TEXT EXTRACT
»»

Managing crawlers
A crawler is an automated script that ingests data from Amazon S3 to Data Catalog.
You can create, edit and delete crawlers in Collibra Platform. When you synchronize Amazon S3, the crawlers are created in AWS Glue and executed. Each crawler crawls a location in Amazon S3 based on its include path. The results are stored in one AWS Glue database per domain assigned to one or more crawlers. Those databases are ingested in Data Catalog in the form of assets, attributes and relations. The databases are stored in AWS Glue until the next synchronization. At that moment, they are deleted and recreated. The crawlers in AWS Glue are deleted immediately after the synchronization is finished.
- If you completed the Glue database configuration parameter in the capability, you don't need to create crawlers.
- If you completed the Glue database configuration parameter in the capability, you need to create a dummy crawler. A dummy crawler is a crawler with an invalid include path, such as s3://dummy. This crawler won't be taken into account when you run the synchronization.
In a future release, we'll remove the need for a dummy crawler. - By default, AWS Glue allows up to 1,000 crawlers per account.
You can synchronize several S3 File System assets simultaneously, but if the total number of crawlers exceeds the maximum amount in AWS Glue, synchronization will fail. Since Collibra deletes the crawlers from AWS Glue after synchronization, it is safer to synchronize each S3 File System asset at a unique time.
For more information, see the AWS Glue documentation. - Crawlers in AWS Glue can crawl multiple buckets, but in Collibra, each crawler can only crawl a single bucket.

««

REQUIREMENT 1
Return each line of the rows that includes the word "siding".
The text on managing crawlers and the rows below it come from different sources.

MATERIALS PROVIDED
»»

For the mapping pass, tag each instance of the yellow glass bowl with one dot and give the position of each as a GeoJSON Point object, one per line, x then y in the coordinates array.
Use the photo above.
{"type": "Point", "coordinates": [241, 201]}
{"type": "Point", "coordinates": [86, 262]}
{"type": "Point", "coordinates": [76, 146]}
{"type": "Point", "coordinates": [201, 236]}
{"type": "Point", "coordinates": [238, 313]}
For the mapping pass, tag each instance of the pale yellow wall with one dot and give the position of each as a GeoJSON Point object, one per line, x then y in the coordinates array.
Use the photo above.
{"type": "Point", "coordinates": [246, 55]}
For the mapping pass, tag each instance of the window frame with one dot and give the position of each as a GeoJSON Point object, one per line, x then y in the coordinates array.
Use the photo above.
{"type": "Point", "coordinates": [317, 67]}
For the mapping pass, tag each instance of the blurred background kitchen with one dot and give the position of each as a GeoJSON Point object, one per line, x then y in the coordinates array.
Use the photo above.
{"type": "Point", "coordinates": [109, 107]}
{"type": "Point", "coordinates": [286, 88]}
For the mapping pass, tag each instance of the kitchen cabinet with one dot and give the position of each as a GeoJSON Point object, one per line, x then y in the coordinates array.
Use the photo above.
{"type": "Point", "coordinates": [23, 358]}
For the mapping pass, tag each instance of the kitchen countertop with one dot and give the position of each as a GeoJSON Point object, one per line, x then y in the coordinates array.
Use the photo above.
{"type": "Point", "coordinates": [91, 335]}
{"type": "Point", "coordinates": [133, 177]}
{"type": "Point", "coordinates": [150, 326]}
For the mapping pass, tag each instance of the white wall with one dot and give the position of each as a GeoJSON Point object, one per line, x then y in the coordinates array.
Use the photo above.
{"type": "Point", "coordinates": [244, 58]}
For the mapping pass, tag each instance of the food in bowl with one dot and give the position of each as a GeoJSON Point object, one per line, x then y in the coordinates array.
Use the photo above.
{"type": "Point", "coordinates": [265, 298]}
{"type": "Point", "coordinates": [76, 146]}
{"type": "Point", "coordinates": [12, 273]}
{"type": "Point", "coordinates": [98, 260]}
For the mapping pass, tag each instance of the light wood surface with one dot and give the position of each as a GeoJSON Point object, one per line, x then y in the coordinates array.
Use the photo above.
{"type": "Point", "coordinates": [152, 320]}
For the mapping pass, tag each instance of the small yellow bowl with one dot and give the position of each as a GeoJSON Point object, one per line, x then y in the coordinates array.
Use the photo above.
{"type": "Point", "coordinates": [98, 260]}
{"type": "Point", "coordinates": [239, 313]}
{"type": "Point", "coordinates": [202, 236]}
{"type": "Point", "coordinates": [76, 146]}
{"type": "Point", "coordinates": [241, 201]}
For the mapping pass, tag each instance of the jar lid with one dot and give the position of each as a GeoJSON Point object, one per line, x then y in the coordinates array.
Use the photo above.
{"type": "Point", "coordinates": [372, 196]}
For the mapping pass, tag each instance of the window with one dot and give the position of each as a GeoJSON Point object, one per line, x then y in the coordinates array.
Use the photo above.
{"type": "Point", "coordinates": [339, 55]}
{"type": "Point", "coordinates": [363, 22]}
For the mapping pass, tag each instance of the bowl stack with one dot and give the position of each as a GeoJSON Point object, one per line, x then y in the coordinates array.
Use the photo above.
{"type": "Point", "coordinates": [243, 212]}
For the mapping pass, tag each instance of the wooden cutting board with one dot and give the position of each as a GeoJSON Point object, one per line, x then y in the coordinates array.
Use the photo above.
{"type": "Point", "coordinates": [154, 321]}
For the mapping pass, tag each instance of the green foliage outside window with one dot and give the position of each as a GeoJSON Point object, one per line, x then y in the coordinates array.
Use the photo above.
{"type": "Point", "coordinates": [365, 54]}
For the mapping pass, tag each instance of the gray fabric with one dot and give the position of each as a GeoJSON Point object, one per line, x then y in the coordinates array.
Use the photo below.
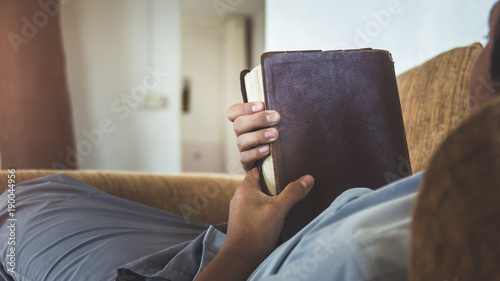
{"type": "Point", "coordinates": [68, 230]}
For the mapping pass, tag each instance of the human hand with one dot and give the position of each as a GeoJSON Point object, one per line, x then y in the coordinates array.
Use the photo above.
{"type": "Point", "coordinates": [255, 223]}
{"type": "Point", "coordinates": [251, 124]}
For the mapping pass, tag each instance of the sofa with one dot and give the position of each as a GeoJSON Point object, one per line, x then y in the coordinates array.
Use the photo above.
{"type": "Point", "coordinates": [434, 100]}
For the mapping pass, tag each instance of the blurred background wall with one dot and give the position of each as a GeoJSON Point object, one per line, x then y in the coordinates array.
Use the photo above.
{"type": "Point", "coordinates": [145, 85]}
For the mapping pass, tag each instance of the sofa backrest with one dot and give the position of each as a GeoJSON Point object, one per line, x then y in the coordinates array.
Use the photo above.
{"type": "Point", "coordinates": [434, 100]}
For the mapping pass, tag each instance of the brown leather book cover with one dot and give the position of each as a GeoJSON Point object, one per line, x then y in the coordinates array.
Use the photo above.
{"type": "Point", "coordinates": [341, 122]}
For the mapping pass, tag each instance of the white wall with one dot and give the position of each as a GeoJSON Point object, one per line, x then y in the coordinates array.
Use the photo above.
{"type": "Point", "coordinates": [112, 47]}
{"type": "Point", "coordinates": [203, 64]}
{"type": "Point", "coordinates": [413, 31]}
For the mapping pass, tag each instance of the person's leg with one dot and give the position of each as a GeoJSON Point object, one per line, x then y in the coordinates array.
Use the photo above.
{"type": "Point", "coordinates": [64, 229]}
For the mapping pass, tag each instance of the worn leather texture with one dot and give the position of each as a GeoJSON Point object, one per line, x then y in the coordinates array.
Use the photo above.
{"type": "Point", "coordinates": [435, 99]}
{"type": "Point", "coordinates": [340, 122]}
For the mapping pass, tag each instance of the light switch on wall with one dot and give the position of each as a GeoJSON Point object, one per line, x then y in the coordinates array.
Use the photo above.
{"type": "Point", "coordinates": [154, 101]}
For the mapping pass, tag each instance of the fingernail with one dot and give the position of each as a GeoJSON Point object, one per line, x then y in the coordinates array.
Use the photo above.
{"type": "Point", "coordinates": [264, 149]}
{"type": "Point", "coordinates": [257, 107]}
{"type": "Point", "coordinates": [272, 118]}
{"type": "Point", "coordinates": [307, 181]}
{"type": "Point", "coordinates": [270, 134]}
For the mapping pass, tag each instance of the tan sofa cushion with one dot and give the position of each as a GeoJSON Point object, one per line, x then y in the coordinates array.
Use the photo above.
{"type": "Point", "coordinates": [202, 197]}
{"type": "Point", "coordinates": [434, 100]}
{"type": "Point", "coordinates": [456, 225]}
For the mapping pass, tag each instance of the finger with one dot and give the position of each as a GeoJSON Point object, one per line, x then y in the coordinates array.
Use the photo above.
{"type": "Point", "coordinates": [249, 157]}
{"type": "Point", "coordinates": [241, 109]}
{"type": "Point", "coordinates": [294, 192]}
{"type": "Point", "coordinates": [253, 139]}
{"type": "Point", "coordinates": [248, 123]}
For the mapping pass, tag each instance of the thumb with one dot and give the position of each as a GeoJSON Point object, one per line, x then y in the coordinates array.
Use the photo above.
{"type": "Point", "coordinates": [295, 191]}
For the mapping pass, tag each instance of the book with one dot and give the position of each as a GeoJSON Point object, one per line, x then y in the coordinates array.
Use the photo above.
{"type": "Point", "coordinates": [340, 121]}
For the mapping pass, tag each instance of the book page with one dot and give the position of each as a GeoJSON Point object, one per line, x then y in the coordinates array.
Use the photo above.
{"type": "Point", "coordinates": [255, 92]}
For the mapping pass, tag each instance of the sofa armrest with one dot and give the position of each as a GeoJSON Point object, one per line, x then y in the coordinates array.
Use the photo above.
{"type": "Point", "coordinates": [201, 197]}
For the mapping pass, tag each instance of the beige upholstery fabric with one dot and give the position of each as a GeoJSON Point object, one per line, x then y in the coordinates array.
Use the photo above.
{"type": "Point", "coordinates": [434, 100]}
{"type": "Point", "coordinates": [202, 197]}
{"type": "Point", "coordinates": [456, 225]}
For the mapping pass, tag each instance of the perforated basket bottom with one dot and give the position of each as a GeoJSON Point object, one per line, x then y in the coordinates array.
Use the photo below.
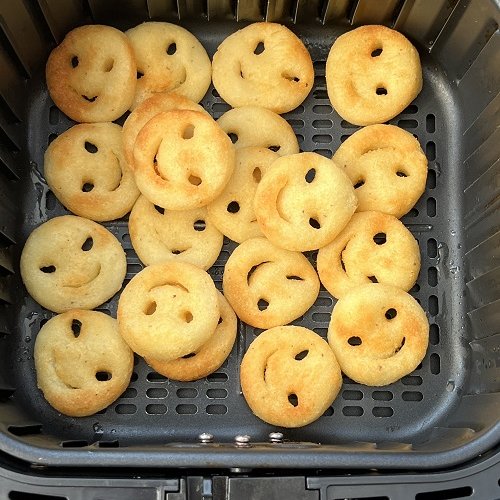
{"type": "Point", "coordinates": [156, 410]}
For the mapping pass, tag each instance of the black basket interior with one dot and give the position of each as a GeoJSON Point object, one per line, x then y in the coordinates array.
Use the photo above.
{"type": "Point", "coordinates": [446, 409]}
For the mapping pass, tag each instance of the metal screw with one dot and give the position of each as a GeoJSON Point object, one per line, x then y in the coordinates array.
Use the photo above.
{"type": "Point", "coordinates": [242, 441]}
{"type": "Point", "coordinates": [276, 437]}
{"type": "Point", "coordinates": [205, 437]}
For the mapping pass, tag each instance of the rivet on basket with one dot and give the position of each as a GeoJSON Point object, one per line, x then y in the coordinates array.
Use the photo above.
{"type": "Point", "coordinates": [275, 437]}
{"type": "Point", "coordinates": [205, 437]}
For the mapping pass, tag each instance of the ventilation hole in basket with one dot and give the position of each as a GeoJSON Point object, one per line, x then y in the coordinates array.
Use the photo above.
{"type": "Point", "coordinates": [216, 393]}
{"type": "Point", "coordinates": [103, 376]}
{"type": "Point", "coordinates": [54, 115]}
{"type": "Point", "coordinates": [430, 123]}
{"type": "Point", "coordinates": [48, 269]}
{"type": "Point", "coordinates": [186, 409]}
{"type": "Point", "coordinates": [328, 412]}
{"type": "Point", "coordinates": [391, 313]}
{"type": "Point", "coordinates": [220, 107]}
{"type": "Point", "coordinates": [156, 393]}
{"type": "Point", "coordinates": [430, 151]}
{"type": "Point", "coordinates": [327, 153]}
{"type": "Point", "coordinates": [150, 308]}
{"type": "Point", "coordinates": [76, 327]}
{"type": "Point", "coordinates": [301, 355]}
{"type": "Point", "coordinates": [156, 409]}
{"type": "Point", "coordinates": [411, 380]}
{"type": "Point", "coordinates": [322, 124]}
{"type": "Point", "coordinates": [263, 304]}
{"type": "Point", "coordinates": [311, 174]}
{"type": "Point", "coordinates": [75, 443]}
{"type": "Point", "coordinates": [50, 200]}
{"type": "Point", "coordinates": [25, 430]}
{"type": "Point", "coordinates": [431, 179]}
{"type": "Point", "coordinates": [233, 207]}
{"type": "Point", "coordinates": [448, 494]}
{"type": "Point", "coordinates": [432, 276]}
{"type": "Point", "coordinates": [412, 396]}
{"type": "Point", "coordinates": [350, 395]}
{"type": "Point", "coordinates": [194, 180]}
{"type": "Point", "coordinates": [321, 331]}
{"type": "Point", "coordinates": [432, 248]}
{"type": "Point", "coordinates": [352, 411]}
{"type": "Point", "coordinates": [321, 109]}
{"type": "Point", "coordinates": [108, 444]}
{"type": "Point", "coordinates": [188, 132]}
{"type": "Point", "coordinates": [322, 139]}
{"type": "Point", "coordinates": [320, 94]}
{"type": "Point", "coordinates": [216, 409]}
{"type": "Point", "coordinates": [259, 48]}
{"type": "Point", "coordinates": [155, 377]}
{"type": "Point", "coordinates": [410, 110]}
{"type": "Point", "coordinates": [382, 411]}
{"type": "Point", "coordinates": [187, 392]}
{"type": "Point", "coordinates": [130, 393]}
{"type": "Point", "coordinates": [433, 305]}
{"type": "Point", "coordinates": [382, 395]}
{"type": "Point", "coordinates": [314, 223]}
{"type": "Point", "coordinates": [408, 124]}
{"type": "Point", "coordinates": [217, 377]}
{"type": "Point", "coordinates": [431, 207]}
{"type": "Point", "coordinates": [435, 364]}
{"type": "Point", "coordinates": [88, 244]}
{"type": "Point", "coordinates": [434, 334]}
{"type": "Point", "coordinates": [125, 409]}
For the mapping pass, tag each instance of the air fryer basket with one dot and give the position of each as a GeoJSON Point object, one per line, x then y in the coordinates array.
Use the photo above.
{"type": "Point", "coordinates": [443, 413]}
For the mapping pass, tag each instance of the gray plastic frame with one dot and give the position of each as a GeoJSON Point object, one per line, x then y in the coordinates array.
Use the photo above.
{"type": "Point", "coordinates": [436, 419]}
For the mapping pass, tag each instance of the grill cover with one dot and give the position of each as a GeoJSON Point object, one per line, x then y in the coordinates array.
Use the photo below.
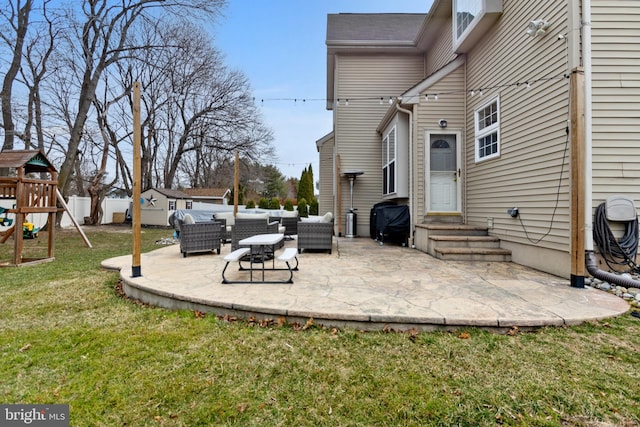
{"type": "Point", "coordinates": [393, 223]}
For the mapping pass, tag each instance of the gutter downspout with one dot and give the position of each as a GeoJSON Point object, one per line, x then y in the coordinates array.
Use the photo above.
{"type": "Point", "coordinates": [590, 257]}
{"type": "Point", "coordinates": [411, 204]}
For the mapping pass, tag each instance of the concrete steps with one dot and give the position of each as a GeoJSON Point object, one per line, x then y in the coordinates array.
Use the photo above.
{"type": "Point", "coordinates": [458, 242]}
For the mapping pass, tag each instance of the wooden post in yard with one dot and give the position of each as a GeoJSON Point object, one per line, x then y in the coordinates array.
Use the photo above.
{"type": "Point", "coordinates": [339, 195]}
{"type": "Point", "coordinates": [577, 179]}
{"type": "Point", "coordinates": [236, 184]}
{"type": "Point", "coordinates": [136, 270]}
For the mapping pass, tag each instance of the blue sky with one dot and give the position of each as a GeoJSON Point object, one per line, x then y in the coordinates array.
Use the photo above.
{"type": "Point", "coordinates": [280, 46]}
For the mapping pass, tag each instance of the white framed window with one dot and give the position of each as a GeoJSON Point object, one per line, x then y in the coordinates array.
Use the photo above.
{"type": "Point", "coordinates": [471, 19]}
{"type": "Point", "coordinates": [389, 149]}
{"type": "Point", "coordinates": [487, 130]}
{"type": "Point", "coordinates": [465, 11]}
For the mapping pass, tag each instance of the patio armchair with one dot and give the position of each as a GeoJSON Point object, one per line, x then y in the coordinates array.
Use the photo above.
{"type": "Point", "coordinates": [200, 237]}
{"type": "Point", "coordinates": [316, 234]}
{"type": "Point", "coordinates": [228, 220]}
{"type": "Point", "coordinates": [288, 223]}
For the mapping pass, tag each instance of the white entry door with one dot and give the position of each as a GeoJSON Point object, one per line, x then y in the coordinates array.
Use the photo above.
{"type": "Point", "coordinates": [443, 172]}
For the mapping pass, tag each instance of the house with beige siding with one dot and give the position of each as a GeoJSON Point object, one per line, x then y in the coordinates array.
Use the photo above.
{"type": "Point", "coordinates": [158, 204]}
{"type": "Point", "coordinates": [478, 107]}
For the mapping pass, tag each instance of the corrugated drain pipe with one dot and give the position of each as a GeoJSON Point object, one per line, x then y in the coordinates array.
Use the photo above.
{"type": "Point", "coordinates": [592, 268]}
{"type": "Point", "coordinates": [590, 257]}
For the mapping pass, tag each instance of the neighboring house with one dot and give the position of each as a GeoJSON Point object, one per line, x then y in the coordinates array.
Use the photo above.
{"type": "Point", "coordinates": [465, 113]}
{"type": "Point", "coordinates": [157, 204]}
{"type": "Point", "coordinates": [218, 196]}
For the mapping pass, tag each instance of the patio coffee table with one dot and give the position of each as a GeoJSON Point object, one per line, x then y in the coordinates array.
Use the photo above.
{"type": "Point", "coordinates": [261, 249]}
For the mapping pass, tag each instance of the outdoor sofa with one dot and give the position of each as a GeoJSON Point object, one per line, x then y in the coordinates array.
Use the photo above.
{"type": "Point", "coordinates": [200, 237]}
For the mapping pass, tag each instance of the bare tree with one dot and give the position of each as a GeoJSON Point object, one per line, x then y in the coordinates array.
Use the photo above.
{"type": "Point", "coordinates": [197, 111]}
{"type": "Point", "coordinates": [17, 17]}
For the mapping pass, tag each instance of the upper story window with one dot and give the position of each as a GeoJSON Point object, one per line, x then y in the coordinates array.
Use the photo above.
{"type": "Point", "coordinates": [471, 19]}
{"type": "Point", "coordinates": [487, 131]}
{"type": "Point", "coordinates": [389, 149]}
{"type": "Point", "coordinates": [465, 12]}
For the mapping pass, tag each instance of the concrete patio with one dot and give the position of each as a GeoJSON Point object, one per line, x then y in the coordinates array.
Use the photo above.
{"type": "Point", "coordinates": [370, 287]}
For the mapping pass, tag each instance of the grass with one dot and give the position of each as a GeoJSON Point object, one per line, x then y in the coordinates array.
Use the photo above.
{"type": "Point", "coordinates": [67, 337]}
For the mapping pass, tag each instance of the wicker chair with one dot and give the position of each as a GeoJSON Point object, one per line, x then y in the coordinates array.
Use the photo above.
{"type": "Point", "coordinates": [200, 237]}
{"type": "Point", "coordinates": [289, 224]}
{"type": "Point", "coordinates": [245, 227]}
{"type": "Point", "coordinates": [228, 219]}
{"type": "Point", "coordinates": [315, 235]}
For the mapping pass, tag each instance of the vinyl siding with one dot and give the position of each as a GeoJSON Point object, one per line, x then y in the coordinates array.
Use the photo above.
{"type": "Point", "coordinates": [364, 79]}
{"type": "Point", "coordinates": [616, 99]}
{"type": "Point", "coordinates": [441, 53]}
{"type": "Point", "coordinates": [532, 172]}
{"type": "Point", "coordinates": [449, 106]}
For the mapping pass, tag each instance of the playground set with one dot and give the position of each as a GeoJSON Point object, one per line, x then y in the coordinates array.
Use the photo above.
{"type": "Point", "coordinates": [33, 189]}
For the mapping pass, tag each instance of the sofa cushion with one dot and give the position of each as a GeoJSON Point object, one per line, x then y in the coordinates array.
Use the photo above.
{"type": "Point", "coordinates": [227, 216]}
{"type": "Point", "coordinates": [247, 215]}
{"type": "Point", "coordinates": [312, 218]}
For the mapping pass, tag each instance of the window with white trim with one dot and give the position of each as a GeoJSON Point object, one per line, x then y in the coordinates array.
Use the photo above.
{"type": "Point", "coordinates": [487, 120]}
{"type": "Point", "coordinates": [465, 11]}
{"type": "Point", "coordinates": [471, 20]}
{"type": "Point", "coordinates": [389, 149]}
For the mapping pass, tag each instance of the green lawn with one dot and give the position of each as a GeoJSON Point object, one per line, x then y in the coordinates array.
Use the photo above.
{"type": "Point", "coordinates": [67, 337]}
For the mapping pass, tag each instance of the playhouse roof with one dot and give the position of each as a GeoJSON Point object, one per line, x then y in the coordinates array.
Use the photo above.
{"type": "Point", "coordinates": [29, 160]}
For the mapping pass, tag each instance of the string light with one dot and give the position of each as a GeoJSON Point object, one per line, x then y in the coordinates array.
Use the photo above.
{"type": "Point", "coordinates": [427, 96]}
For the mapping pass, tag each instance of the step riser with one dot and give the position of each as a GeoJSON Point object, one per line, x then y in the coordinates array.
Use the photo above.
{"type": "Point", "coordinates": [457, 232]}
{"type": "Point", "coordinates": [473, 257]}
{"type": "Point", "coordinates": [456, 248]}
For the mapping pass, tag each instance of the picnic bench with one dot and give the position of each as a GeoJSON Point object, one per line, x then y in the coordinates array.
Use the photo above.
{"type": "Point", "coordinates": [259, 249]}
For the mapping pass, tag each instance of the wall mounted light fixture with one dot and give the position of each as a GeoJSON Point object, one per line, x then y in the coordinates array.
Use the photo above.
{"type": "Point", "coordinates": [537, 27]}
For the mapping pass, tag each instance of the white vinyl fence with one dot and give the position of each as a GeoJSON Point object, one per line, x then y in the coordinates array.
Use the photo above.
{"type": "Point", "coordinates": [79, 208]}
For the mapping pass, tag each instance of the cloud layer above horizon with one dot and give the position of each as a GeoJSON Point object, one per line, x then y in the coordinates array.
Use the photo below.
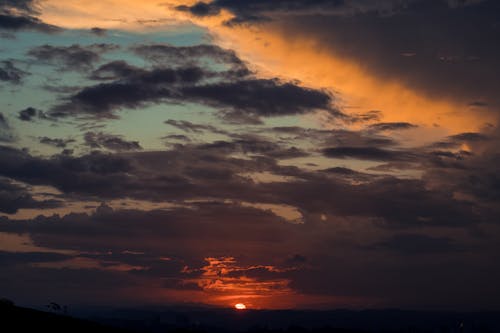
{"type": "Point", "coordinates": [284, 154]}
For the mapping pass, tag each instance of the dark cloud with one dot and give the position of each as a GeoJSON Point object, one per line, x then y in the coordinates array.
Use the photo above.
{"type": "Point", "coordinates": [30, 113]}
{"type": "Point", "coordinates": [164, 54]}
{"type": "Point", "coordinates": [75, 57]}
{"type": "Point", "coordinates": [261, 97]}
{"type": "Point", "coordinates": [10, 73]}
{"type": "Point", "coordinates": [200, 9]}
{"type": "Point", "coordinates": [21, 15]}
{"type": "Point", "coordinates": [469, 137]}
{"type": "Point", "coordinates": [14, 197]}
{"type": "Point", "coordinates": [241, 99]}
{"type": "Point", "coordinates": [55, 142]}
{"type": "Point", "coordinates": [6, 134]}
{"type": "Point", "coordinates": [117, 69]}
{"type": "Point", "coordinates": [448, 61]}
{"type": "Point", "coordinates": [366, 153]}
{"type": "Point", "coordinates": [141, 88]}
{"type": "Point", "coordinates": [418, 244]}
{"type": "Point", "coordinates": [98, 31]}
{"type": "Point", "coordinates": [391, 126]}
{"type": "Point", "coordinates": [188, 126]}
{"type": "Point", "coordinates": [16, 258]}
{"type": "Point", "coordinates": [109, 141]}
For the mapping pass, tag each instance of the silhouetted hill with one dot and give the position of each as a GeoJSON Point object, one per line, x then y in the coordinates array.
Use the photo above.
{"type": "Point", "coordinates": [17, 319]}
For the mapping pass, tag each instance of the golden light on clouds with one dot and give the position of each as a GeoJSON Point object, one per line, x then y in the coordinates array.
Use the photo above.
{"type": "Point", "coordinates": [240, 306]}
{"type": "Point", "coordinates": [275, 53]}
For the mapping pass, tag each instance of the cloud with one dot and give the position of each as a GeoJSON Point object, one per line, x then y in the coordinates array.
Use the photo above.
{"type": "Point", "coordinates": [391, 126]}
{"type": "Point", "coordinates": [10, 73]}
{"type": "Point", "coordinates": [98, 31]}
{"type": "Point", "coordinates": [261, 97]}
{"type": "Point", "coordinates": [418, 244]}
{"type": "Point", "coordinates": [14, 197]}
{"type": "Point", "coordinates": [166, 55]}
{"type": "Point", "coordinates": [74, 57]}
{"type": "Point", "coordinates": [109, 141]}
{"type": "Point", "coordinates": [5, 130]}
{"type": "Point", "coordinates": [19, 15]}
{"type": "Point", "coordinates": [366, 153]}
{"type": "Point", "coordinates": [55, 142]}
{"type": "Point", "coordinates": [30, 113]}
{"type": "Point", "coordinates": [200, 9]}
{"type": "Point", "coordinates": [241, 99]}
{"type": "Point", "coordinates": [190, 127]}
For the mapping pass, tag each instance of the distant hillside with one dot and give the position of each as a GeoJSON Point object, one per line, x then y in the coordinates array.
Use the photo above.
{"type": "Point", "coordinates": [17, 319]}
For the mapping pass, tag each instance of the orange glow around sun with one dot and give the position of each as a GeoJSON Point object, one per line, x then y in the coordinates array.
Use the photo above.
{"type": "Point", "coordinates": [240, 306]}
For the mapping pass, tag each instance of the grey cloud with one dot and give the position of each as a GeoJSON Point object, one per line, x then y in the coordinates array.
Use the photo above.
{"type": "Point", "coordinates": [10, 73]}
{"type": "Point", "coordinates": [74, 57]}
{"type": "Point", "coordinates": [109, 141]}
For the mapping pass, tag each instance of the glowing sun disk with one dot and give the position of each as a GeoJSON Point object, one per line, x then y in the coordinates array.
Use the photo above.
{"type": "Point", "coordinates": [240, 306]}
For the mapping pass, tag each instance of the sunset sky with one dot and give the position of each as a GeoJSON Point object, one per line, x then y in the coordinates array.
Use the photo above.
{"type": "Point", "coordinates": [309, 154]}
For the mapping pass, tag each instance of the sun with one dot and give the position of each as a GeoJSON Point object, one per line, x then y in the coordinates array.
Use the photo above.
{"type": "Point", "coordinates": [240, 306]}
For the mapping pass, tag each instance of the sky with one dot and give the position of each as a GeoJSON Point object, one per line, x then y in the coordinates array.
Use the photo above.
{"type": "Point", "coordinates": [286, 154]}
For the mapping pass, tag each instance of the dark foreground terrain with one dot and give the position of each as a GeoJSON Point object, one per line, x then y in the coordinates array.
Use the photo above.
{"type": "Point", "coordinates": [203, 320]}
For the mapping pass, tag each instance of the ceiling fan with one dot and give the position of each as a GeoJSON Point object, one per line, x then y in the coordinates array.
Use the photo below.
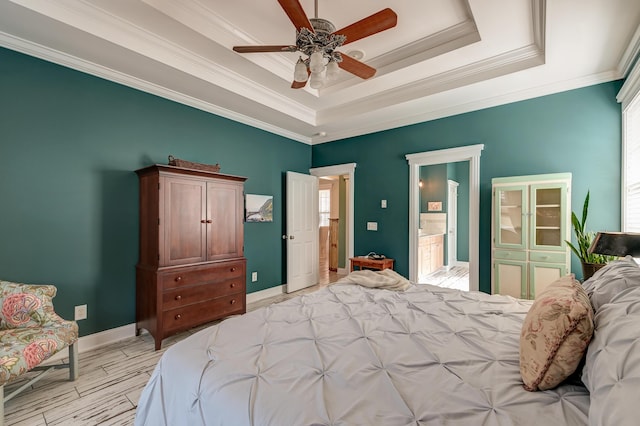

««

REQUIREMENT 2
Answer these questions using the text on managing crawlers:
(a) By default, how many crawlers per account does AWS Glue allow?
(b) In Collibra, how many buckets can each crawler crawl?
(c) When are the crawlers in AWS Glue deleted?

RIGHT ANSWER 1
For the mapping pass, tag each instance of the house with beige siding with one dot and give the position of each as a GeoJSON Point object, one per line, x then y in the coordinates array.
For the mapping pass, tag each instance of the vinyl siding with one dot and give the position of each as a GeoJSON Point object, one per line, x then y in the coordinates array.

RIGHT ANSWER 2
(a) Up to 1,000 crawlers per account.
(b) A single bucket.
(c) Immediately after the synchronization is finished.